Reproduce the records below; each should match the original exactly.

[Dataset records]
■ ■ ■ ■

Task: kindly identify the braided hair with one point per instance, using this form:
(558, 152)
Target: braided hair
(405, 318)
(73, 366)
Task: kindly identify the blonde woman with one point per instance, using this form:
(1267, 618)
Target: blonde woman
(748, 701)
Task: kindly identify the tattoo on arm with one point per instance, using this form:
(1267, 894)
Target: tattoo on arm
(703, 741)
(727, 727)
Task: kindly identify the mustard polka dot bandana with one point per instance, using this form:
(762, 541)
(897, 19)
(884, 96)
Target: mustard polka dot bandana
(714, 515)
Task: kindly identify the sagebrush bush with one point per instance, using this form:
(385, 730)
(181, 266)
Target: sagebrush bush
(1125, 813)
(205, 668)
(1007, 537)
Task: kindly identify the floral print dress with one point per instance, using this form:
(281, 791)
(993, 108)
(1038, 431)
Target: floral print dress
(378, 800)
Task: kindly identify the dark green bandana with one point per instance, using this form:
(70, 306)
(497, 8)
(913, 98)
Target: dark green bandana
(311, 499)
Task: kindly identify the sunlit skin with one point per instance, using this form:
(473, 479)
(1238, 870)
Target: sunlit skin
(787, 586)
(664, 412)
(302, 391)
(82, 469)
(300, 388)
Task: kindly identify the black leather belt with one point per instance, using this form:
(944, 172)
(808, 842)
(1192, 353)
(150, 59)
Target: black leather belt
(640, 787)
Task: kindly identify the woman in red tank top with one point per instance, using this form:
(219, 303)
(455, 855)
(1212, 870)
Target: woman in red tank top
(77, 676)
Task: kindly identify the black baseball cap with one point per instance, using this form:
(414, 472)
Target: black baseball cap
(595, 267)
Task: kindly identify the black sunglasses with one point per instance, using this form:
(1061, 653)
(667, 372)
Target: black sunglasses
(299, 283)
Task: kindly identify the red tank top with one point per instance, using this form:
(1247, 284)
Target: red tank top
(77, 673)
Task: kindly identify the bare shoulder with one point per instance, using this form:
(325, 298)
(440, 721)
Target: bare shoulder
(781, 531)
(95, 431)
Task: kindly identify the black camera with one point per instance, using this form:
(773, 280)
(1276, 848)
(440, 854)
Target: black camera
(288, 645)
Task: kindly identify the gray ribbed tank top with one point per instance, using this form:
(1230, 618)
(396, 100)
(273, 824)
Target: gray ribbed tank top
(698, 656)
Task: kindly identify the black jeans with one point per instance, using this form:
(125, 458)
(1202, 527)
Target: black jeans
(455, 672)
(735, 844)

■ ■ ■ ■

◆ Answer
Task: kindly identify the braided hair with one point per instance, using this form:
(558, 152)
Target: braided hair
(405, 318)
(73, 366)
Task: kindly identify the blonde woman with one point per instance, using this form:
(1267, 618)
Target: blonde woman
(748, 701)
Task: kindly identify the tattoo on arm with one point per instance, using this form:
(1267, 894)
Target: tattoo on arm
(703, 741)
(727, 727)
Task: kindly identify the mustard polka dot bandana with one point per instance, using this form:
(762, 541)
(897, 19)
(884, 96)
Target: mustard polka dot bandana
(714, 515)
Task: kindly identify the sagebrush bush with one point per instance, using this form:
(385, 730)
(181, 266)
Target: sagebrush bush
(1125, 813)
(205, 668)
(1007, 537)
Task: kindly identify the floral print dress with one point per instance, using this form:
(281, 791)
(993, 108)
(1038, 431)
Target: floral print dress
(378, 800)
Task: kindly identify the dark green bandana with one point per instance, using this form:
(70, 306)
(497, 8)
(913, 98)
Target: dark green bandana
(311, 499)
Task: kindly identify the sunlit skin with one point per instance, using this form:
(473, 479)
(1238, 870)
Target: sunlit skin
(787, 586)
(664, 412)
(302, 391)
(82, 469)
(300, 388)
Task: kindly identify the black leather belt with one point per instance, using this form:
(944, 172)
(808, 842)
(1192, 353)
(150, 59)
Target: black leather belt
(640, 787)
Task: kindly identify the woman in red tank top with one point per instance, using this form:
(219, 303)
(455, 855)
(1212, 870)
Target: woman in red tank top
(77, 676)
Task: kindly identify the black baseball cap with one point per instance, using this form:
(414, 472)
Target: black baseball cap
(595, 267)
Task: kindly identify the black sunglasses with one point per instance, using this form:
(1061, 653)
(667, 372)
Target: black sunglasses
(299, 283)
Task: kindly identify the red tank top with one point per instance, using this form:
(1247, 284)
Target: red tank top
(77, 673)
Task: kindly identify the bare shoulder with one point per instance, using this form:
(325, 298)
(440, 721)
Target: bare shoulder
(781, 531)
(95, 431)
Task: kindly identify the black camera with one point per instance, using this form:
(773, 280)
(1276, 848)
(440, 854)
Target: black camera
(288, 645)
Task: kindly identify the gray ribbed tank top with one point per instance, using this form:
(1230, 618)
(396, 100)
(273, 824)
Target: gray ribbed tank top
(698, 656)
Task: kindly identify the black jeans with one point per instance, using this form:
(125, 458)
(1202, 527)
Target: black jeans
(455, 672)
(735, 844)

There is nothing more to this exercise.